Dataset entries
START

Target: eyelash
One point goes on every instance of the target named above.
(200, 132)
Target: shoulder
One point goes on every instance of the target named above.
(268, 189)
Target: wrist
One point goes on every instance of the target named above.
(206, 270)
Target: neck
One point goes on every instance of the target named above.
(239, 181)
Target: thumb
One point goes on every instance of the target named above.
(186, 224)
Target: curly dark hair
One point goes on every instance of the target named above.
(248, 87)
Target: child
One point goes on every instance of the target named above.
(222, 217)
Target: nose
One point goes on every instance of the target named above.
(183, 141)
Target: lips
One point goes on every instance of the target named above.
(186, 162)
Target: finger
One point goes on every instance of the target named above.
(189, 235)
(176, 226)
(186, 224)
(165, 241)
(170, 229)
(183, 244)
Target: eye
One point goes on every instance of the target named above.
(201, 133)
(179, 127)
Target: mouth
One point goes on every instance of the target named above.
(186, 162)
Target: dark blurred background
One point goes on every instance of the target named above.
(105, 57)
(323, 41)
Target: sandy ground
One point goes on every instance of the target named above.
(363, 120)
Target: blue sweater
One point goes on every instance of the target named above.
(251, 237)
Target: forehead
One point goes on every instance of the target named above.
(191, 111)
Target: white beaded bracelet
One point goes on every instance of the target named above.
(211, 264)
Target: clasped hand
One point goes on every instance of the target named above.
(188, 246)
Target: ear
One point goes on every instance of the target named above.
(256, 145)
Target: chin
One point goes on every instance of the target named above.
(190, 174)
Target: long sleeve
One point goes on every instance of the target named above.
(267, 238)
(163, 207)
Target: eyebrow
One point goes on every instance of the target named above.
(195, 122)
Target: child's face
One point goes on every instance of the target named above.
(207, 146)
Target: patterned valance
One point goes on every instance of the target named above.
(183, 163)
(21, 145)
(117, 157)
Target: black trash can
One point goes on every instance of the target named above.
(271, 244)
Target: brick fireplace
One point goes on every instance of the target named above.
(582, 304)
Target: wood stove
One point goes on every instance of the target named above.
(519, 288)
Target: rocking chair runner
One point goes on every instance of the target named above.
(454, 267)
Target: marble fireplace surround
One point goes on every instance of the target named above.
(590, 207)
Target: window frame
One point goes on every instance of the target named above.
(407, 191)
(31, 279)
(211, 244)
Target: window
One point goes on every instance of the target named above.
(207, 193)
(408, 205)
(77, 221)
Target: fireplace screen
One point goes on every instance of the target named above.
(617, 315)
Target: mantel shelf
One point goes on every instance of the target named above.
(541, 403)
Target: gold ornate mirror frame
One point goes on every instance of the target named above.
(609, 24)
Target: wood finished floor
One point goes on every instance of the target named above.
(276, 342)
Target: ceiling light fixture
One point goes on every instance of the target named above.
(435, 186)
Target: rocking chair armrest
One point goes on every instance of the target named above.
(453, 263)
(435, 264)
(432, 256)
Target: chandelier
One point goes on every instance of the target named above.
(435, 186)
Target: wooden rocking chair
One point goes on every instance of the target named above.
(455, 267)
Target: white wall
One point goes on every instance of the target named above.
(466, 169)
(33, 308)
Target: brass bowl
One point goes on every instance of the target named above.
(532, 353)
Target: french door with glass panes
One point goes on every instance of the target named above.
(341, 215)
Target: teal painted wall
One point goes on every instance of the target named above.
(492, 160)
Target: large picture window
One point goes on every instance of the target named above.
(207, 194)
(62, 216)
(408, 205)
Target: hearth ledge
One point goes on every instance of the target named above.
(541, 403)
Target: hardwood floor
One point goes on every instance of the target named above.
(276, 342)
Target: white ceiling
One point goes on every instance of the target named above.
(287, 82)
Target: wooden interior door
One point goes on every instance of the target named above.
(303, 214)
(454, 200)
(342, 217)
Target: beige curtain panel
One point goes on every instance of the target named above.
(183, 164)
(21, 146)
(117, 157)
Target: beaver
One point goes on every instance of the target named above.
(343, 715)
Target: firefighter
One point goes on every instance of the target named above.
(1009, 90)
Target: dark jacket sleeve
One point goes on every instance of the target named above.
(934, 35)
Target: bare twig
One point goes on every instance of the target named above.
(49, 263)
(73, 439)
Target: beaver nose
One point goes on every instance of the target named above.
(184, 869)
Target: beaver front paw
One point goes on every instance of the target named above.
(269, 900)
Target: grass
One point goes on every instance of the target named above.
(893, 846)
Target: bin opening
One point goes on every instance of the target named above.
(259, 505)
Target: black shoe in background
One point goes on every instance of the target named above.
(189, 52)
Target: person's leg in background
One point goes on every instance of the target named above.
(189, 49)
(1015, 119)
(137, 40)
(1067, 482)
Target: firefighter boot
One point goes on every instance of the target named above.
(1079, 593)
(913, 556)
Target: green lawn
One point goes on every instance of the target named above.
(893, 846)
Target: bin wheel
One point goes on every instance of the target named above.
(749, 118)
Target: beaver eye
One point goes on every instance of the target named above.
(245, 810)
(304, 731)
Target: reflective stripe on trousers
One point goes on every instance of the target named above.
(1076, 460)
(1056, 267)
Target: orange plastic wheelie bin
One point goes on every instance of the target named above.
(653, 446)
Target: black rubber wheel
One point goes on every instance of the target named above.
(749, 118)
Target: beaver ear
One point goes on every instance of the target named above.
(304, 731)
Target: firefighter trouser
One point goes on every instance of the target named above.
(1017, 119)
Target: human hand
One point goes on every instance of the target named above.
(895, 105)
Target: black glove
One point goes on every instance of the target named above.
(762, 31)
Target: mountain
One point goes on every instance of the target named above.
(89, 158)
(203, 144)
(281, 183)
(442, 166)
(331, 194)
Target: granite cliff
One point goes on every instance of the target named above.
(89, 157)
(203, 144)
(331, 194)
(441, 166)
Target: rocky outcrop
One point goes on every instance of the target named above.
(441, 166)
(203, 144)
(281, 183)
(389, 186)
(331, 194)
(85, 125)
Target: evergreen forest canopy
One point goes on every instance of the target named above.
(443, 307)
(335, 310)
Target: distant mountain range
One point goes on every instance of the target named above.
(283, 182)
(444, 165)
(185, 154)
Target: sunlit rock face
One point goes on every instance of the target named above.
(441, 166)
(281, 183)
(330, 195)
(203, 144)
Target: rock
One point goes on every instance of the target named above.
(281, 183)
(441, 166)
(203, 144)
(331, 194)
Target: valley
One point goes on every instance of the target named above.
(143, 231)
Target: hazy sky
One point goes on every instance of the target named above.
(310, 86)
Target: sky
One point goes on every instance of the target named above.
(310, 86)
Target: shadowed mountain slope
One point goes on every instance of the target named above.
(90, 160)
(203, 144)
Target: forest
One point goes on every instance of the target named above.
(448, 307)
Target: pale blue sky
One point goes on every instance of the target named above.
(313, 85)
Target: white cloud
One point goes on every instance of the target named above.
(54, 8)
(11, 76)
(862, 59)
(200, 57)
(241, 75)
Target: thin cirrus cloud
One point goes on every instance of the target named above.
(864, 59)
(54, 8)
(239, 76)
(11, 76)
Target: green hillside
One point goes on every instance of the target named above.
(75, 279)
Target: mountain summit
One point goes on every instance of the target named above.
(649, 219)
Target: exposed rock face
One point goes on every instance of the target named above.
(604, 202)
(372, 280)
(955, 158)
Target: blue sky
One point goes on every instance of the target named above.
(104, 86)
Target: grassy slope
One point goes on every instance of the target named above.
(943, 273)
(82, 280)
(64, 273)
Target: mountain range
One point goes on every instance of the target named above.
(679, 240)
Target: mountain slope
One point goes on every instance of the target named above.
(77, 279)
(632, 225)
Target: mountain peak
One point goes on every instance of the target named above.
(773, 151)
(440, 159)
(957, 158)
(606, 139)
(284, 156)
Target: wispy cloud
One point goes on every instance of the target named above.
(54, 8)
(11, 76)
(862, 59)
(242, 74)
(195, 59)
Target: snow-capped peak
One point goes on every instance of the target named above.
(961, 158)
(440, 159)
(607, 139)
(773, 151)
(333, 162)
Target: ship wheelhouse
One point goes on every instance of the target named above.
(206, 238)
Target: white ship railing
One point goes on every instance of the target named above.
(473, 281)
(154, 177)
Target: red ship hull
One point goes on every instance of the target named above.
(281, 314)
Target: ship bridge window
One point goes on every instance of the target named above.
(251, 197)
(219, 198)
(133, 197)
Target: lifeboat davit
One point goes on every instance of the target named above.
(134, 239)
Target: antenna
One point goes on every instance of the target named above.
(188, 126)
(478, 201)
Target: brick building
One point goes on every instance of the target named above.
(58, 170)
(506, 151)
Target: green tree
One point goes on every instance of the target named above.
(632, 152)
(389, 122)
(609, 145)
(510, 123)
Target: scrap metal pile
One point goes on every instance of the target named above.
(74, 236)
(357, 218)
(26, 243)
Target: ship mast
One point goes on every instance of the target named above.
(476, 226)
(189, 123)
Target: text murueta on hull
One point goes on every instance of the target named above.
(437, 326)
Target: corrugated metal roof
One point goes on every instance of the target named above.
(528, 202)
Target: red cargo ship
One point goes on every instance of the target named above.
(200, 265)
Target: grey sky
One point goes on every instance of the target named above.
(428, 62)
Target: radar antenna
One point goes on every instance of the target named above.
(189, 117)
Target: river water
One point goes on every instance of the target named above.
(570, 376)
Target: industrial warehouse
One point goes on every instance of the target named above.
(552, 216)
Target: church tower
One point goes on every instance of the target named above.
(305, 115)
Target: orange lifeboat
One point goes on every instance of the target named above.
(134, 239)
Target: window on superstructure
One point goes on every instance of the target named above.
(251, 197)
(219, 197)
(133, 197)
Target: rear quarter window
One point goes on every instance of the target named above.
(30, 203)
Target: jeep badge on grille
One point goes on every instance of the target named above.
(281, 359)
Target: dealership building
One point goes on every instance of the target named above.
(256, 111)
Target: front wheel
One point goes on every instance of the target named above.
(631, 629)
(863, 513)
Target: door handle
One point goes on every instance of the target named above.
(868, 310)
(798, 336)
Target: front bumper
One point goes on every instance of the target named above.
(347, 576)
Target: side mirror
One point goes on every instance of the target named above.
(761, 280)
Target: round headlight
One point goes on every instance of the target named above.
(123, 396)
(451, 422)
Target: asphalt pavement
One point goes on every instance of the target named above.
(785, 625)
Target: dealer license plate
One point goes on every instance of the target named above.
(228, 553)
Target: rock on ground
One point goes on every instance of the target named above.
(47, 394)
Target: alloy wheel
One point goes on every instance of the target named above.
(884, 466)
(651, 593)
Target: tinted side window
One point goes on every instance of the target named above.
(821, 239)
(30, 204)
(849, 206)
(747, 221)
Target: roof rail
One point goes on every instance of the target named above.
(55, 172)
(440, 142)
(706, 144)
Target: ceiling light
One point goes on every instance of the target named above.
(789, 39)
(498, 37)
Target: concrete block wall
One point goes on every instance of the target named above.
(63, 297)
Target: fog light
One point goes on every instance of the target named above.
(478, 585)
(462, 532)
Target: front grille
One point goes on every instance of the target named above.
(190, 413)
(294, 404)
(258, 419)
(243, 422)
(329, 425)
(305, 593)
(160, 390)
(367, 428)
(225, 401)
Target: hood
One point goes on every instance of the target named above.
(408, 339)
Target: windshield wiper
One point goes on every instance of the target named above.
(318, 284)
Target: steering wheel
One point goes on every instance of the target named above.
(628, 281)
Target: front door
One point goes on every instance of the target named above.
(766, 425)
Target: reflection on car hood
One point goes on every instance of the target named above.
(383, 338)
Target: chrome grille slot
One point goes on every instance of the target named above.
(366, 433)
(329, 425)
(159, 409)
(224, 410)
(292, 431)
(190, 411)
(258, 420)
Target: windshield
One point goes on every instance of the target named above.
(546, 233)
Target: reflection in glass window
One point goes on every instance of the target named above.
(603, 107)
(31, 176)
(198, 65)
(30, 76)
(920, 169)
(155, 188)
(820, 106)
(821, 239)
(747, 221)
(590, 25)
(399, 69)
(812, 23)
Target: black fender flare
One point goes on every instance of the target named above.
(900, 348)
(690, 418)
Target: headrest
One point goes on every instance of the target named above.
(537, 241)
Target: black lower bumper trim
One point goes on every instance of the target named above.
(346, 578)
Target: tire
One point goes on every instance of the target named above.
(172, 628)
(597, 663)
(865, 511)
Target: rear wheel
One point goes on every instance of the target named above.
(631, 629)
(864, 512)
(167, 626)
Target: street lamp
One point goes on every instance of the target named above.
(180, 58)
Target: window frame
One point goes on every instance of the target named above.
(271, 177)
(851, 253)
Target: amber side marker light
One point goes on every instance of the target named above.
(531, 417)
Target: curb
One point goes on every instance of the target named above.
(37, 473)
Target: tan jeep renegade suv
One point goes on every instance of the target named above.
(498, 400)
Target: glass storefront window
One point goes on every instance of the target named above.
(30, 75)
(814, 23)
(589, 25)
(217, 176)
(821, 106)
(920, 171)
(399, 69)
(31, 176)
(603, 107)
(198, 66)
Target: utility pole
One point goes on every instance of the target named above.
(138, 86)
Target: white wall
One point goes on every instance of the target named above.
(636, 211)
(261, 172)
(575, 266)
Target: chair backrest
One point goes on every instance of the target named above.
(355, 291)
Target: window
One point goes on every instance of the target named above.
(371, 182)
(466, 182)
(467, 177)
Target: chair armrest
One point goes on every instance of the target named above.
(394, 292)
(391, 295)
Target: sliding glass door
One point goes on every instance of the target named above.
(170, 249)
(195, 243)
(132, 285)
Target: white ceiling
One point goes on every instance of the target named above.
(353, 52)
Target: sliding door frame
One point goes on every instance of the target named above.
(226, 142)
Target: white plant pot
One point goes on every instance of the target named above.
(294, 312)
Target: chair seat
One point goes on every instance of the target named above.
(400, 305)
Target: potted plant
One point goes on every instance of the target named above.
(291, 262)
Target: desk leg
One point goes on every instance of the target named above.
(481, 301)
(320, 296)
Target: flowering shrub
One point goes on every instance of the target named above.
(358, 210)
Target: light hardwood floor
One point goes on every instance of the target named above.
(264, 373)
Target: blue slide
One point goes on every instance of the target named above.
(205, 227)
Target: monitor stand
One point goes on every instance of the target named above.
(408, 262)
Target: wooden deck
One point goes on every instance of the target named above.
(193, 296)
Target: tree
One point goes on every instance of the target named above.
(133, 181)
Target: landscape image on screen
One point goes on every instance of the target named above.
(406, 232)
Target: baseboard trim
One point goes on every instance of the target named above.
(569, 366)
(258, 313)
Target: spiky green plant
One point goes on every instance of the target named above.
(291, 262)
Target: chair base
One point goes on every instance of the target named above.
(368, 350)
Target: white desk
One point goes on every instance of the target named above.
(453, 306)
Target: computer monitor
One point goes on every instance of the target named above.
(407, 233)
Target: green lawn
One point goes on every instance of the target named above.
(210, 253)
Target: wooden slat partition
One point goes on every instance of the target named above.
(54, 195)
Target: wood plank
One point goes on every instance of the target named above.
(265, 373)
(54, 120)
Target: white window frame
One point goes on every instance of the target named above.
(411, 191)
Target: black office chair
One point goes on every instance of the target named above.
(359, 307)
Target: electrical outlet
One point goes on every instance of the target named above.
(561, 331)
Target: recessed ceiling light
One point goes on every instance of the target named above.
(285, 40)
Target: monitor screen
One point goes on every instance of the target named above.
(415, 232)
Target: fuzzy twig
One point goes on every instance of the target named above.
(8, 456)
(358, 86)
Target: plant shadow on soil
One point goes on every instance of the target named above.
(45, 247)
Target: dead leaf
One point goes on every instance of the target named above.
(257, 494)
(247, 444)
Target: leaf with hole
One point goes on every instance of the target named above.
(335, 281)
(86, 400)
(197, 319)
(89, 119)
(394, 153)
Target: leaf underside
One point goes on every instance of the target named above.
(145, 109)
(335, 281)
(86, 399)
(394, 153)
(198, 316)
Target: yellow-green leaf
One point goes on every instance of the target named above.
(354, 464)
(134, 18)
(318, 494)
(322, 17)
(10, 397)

END

-- GIVEN PROBLEM --
Each line from the one containing "Target: wooden deck" through the end of the entries, both included, is to be returned exactly, with no other lines.

-- RESPONSE --
Target: wooden deck
One point goes on every instance of the target named above.
(193, 296)
Target: tree
One point goes on every instance of the target named above.
(133, 181)
Target: landscape image on screen
One point goes on every instance of the target named above.
(406, 232)
Target: baseboard trim
One point goes on every instance of the target named above.
(569, 366)
(258, 313)
Target: spiky green plant
One point goes on every instance of the target named above.
(291, 262)
Target: chair base
One point goes on every instance of the target named above.
(368, 350)
Target: white desk
One point goes on every instance of the target named above.
(453, 306)
Target: computer monitor
One point goes on every instance of the target named above.
(407, 233)
Target: green lawn
One point goes on every instance of the target named above.
(210, 253)
Target: wooden slat partition
One point goes on every instance of the target named above.
(54, 195)
Target: wood plank
One point goes on every instance of the target named above.
(265, 373)
(54, 120)
Target: white window frame
One point goes on every instance of the target named above.
(411, 191)
Target: black office chair
One point goes on every instance of the target named above.
(359, 307)
Target: electrical outlet
One point goes on every instance of the target named above.
(561, 331)
Target: recessed ceiling light
One point goes on every instance of the target named above.
(285, 40)
Target: monitor screen
One point goes on every instance of the target named above.
(415, 232)
Target: fuzzy twig
One point goes on every instance of the target named above.
(8, 456)
(358, 86)
Target: plant shadow on soil
One point goes on every instance of the target named above.
(45, 247)
Target: dead leaf
One point goes on every instance of the target named above.
(257, 494)
(247, 444)
Target: leaf with hole
One point goes on every instance of the target named above.
(335, 281)
(86, 400)
(197, 319)
(89, 119)
(394, 153)
Target: leaf underside
One point goes on every instance of the target named above.
(145, 109)
(335, 281)
(86, 399)
(394, 153)
(198, 316)
Target: yellow-green leaf
One point goes on every instance of the target named above.
(354, 464)
(134, 18)
(318, 494)
(322, 17)
(10, 397)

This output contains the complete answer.